[Task list]
1. According to the Bill Taubin profile, what was his first job out of school?
2. Write out the Bill Taubin profile word for word from "- Inducted in" to "to the audience.".
3. Extend the profile of art director Bill Taubin past its final paragraph.

[Selected extract]
** START **

- Inducted in 1981
You don’t have to be Jewish to love Bill Taubin or his work. But certainly Mr. Levy of Levy’s Jewish Rye loves Bill Taubin. Bill’s campaign for the client not only sold a lot of bread but its slogan, which the art director also wrote in the mid-sixties, has become part of our contemporary speech.
The appeal of the Levy’s campaign is something basic to be found in every one of his ads. The phrase, “You don’t have to be Jewish to love Levy’s” portrayed by a choirboy, an Oriental, an American Indian, and an Irish cop all eating a “real Jewish Rye” sandwich made people smile and tugged at your heart a bit. This sensitivity is why all Bill’s accounts and the viewing public always love his concepts. Although no two ads will ever be alike, there is always gentleness in them. Bill never offends and he believes in talking as equals to the audience.
He was born in Brooklyn and attended Abraham Lincoln High School, where his future began to be shaped. His teacher wasLeon Friend, the man who helped to channel the talents of many of our leading painters, illustrators, art directors, architects and set designers. “It was Friend who introduced me to ideas I never even knew existed,” says Bill of the first great influence on his life. He learned about the Bauhaus, about type, about the great art in the great New York City museums, and poured over the design magazines. He decided on a career in advertising art and received a scholarship to the Parsons School of Design for a general design course. (The school eventually was to award him with an Honorary Doctor of Fine Arts, a citation never before given to an individual in the advertising profession.)
“Originally I wanted to be a poster artist,” he recalls, “and I was shattered when artist Joseph Platt came to the school to do a critique of student posters and suggested that I do layouts instead.”
His first job out of school was as a retoucher’s assistant at Gimbel’s. Bill claims to have been the world’s worst retoucher but he spent this time closely observing everything that was going on about him. He had a better time at his next job as an art director at Abraham and Strauss, and from there he went to Macy’s as fashion art director and then to Franklin Simon as art director.
Because retailing requires creating an enormous volume of work to be done quickly, and one sees the results the next day, “this turned out to be the very best training I could have had,” he has said. He became a master at producing layouts that had clarity, a unique style and a high level of taste.
He left department stores to take a position as art director with the Douglas D. Simon agency. His fashion background fitted in well here, although he also worked on a number of non-fashion accounts. The work done during this time revealed a fresh attitude about realism in handling products. For example, in a coat ad Bill used natural light from the window; one side of the manufacturer’s coat was highlighted but the other was slightly in the shadows. The client couldn’t understand why the art director wanted the highlights “in the wrong places.” The art director finally persuaded the client that this natural-looking photograph was preferable to the harsh, commercial lighting that was generally the way a garment was shown then. Today he is known as a quiet, non-aggressive man, but in those days Bill often fought with clients or account executives to get them to understand that a more effective stance was a less “commercial” one.

** END **

[Entries]
** START **

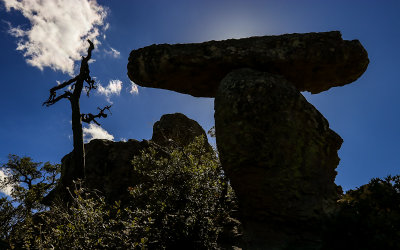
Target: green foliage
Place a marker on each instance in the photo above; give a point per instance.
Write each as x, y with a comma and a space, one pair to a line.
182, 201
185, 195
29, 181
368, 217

** END **
** START **

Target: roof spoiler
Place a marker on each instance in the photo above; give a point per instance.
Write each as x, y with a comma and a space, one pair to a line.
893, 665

** END **

[The results]
1. He worked as a retoucher's assistant at Gimbel's.

2.
- Inducted in 1981
You don’t have to be Jewish to love Bill Taubin or his work. But certainly Mr. Levy of Levy’s Jewish Rye loves Bill Taubin. Bill’s campaign for the client not only sold a lot of bread but its slogan, which the art director also wrote in the mid-sixties, has become part of our contemporary speech.
The appeal of the Levy’s campaign is something basic to be found in every one of his ads. The phrase, “You don’t have to be Jewish to love Levy’s” portrayed by a choirboy, an Oriental, an American Indian, and an Irish cop all eating a “real Jewish Rye” sandwich made people smile and tugged at your heart a bit. This sensitivity is why all Bill’s accounts and the viewing public always love his concepts. Although no two ads will ever be alike, there is always gentleness in them. Bill never offends and he believes in talking as equals to the audience.

3.
During this period, he became influenced by the teachings of Alexey Brodovitch, in whose class he had enrolled at the New School. Brodovitch opened up for him “new vistas in graphic journalism,” and further clarified his attitudes about design.
Next, Bill Bernbach entered his life. Mr. Bernbach was the owner of the six-year old agency of Doyle Dane Bernbach, which was already beginning to revolutionize creative advertising. Soon after hearing a speech by Mr. Bernbach, he joined the agency as their 112th employee. This was 1955 and Bob Gage, Helmut Krone and Bill Taubin constituted the entire art department. Bill was hesitant about how he would survive in such a large agency (they were billing $9 million at the time). Now 26 years later, Doyle Dane Bernbach is still home and it is the only place where he has ever wanted to work. When he talks about any of his ads, he always uses the pronoun “we”—referring to the agency and its philosophy, or to the copywriter with whom he always works in partnership. As for Mr. Bernbach, Bill Taubin says, “he was the greatest teacher of them all, the greatest advertising person of them all.”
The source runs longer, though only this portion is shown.